Required work: Please reproduce every line of the material below word for word, leaving out the pictures.

[BEGIN Material supplied]

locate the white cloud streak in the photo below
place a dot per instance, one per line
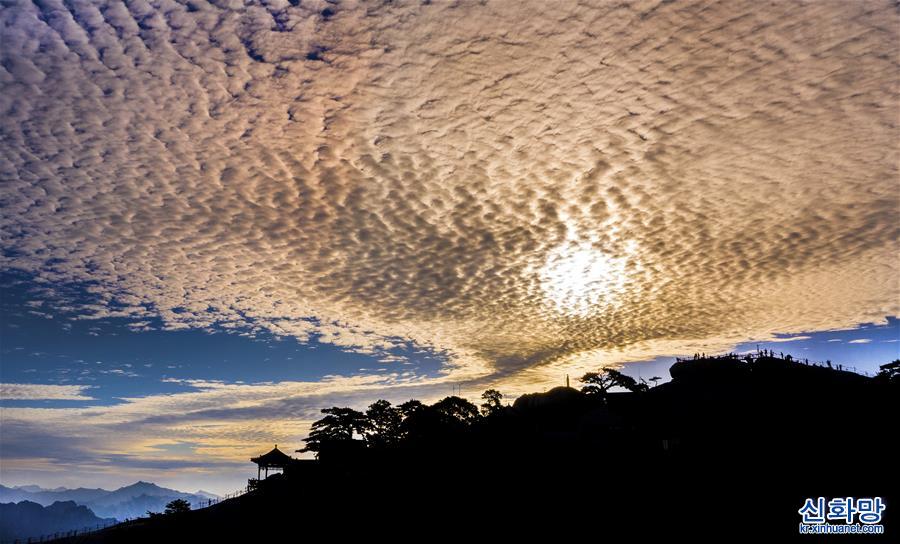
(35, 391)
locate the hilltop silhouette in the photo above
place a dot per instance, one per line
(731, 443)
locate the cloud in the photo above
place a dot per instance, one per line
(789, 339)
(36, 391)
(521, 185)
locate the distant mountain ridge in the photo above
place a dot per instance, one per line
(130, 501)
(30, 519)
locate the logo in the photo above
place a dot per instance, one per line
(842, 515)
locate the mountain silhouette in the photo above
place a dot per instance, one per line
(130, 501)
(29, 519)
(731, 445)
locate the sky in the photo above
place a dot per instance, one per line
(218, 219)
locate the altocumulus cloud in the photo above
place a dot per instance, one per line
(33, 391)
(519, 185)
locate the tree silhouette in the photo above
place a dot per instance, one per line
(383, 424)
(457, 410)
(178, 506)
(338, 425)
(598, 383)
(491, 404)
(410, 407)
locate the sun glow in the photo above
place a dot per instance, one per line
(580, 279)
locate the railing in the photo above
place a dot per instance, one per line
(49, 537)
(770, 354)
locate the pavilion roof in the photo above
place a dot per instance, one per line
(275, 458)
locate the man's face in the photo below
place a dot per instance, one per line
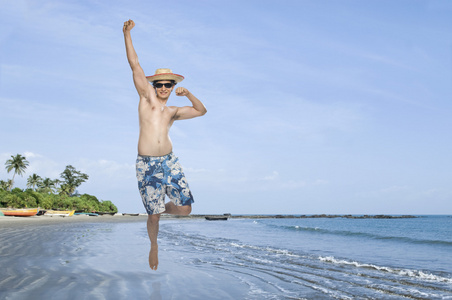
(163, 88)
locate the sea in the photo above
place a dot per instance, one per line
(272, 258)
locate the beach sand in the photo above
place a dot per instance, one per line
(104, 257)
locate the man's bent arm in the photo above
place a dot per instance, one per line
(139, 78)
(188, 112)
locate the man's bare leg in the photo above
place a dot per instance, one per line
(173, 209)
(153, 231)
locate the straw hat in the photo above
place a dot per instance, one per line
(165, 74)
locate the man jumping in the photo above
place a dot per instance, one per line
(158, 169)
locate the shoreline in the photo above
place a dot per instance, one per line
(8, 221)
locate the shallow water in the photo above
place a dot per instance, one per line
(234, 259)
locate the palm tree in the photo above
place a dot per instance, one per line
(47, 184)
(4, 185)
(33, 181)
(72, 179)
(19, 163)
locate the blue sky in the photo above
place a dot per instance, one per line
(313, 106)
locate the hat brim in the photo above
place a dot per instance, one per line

[END Material supplied]

Reply:
locate the white cloud streak in the photo below
place a dot per instance, one per line
(35, 391)
locate the hilltop silhouette in the photo above
place a dot per instance, one per line
(731, 443)
locate the cloud in the photo above
place a dot per instance, one per line
(789, 339)
(36, 391)
(521, 185)
locate the distant mountain ridge in the photo above
place a dot per instance, one per line
(130, 501)
(30, 519)
locate the logo in the photo above
place a dot per instance, one per line
(842, 515)
locate the mountain silhouette in the photo above
place a dot per instance, one per line
(130, 501)
(29, 519)
(731, 445)
locate the sky in the photo above
place a dot per instance, one per line
(218, 219)
locate the altocumulus cloud in the photo above
place a dot per instance, one per line
(33, 391)
(519, 185)
locate the tree silhouette in the photo above
place a dot per instance, one per line
(383, 424)
(457, 410)
(178, 506)
(338, 425)
(598, 383)
(491, 404)
(410, 407)
locate the sun glow in the photo above
place a dot per instance, one per line
(580, 279)
locate the railing in the photo above
place a dot per instance, one per line
(49, 537)
(770, 354)
locate the pavilion roof in the photo above
place a dot per instance, one per line
(275, 458)
locate the man's face in the photo below
place a dot per instance, one per line
(163, 88)
locate the sea in the photo above
place a dot per instance, one per line
(272, 258)
locate the beach sand in the photo above
place a dot per instance, one per line
(104, 257)
locate the man's bent arm in the photo above
place a dot per instance, one per line
(139, 78)
(188, 112)
locate the man's bare leg in the photo above
place a dot per instance, one per line
(173, 209)
(153, 231)
locate the straw hat in the photo above
place a dot per instance, one per line
(165, 74)
locate the man jumping in the photo above
place a dot per instance, one per line
(158, 169)
locate the shoreline in the photo above
place a dot per instance, one per line
(8, 221)
locate the shallow water in the photo above
place a dot per instance, one per line
(234, 259)
locate the palm tree in the photo above
place a dot per instance, one per line
(47, 184)
(4, 185)
(33, 181)
(72, 179)
(19, 163)
locate the blue sky in the photo above
place a dot per instance, one per line
(313, 106)
locate the hat brim in the photo above
place a dot per instance, one per line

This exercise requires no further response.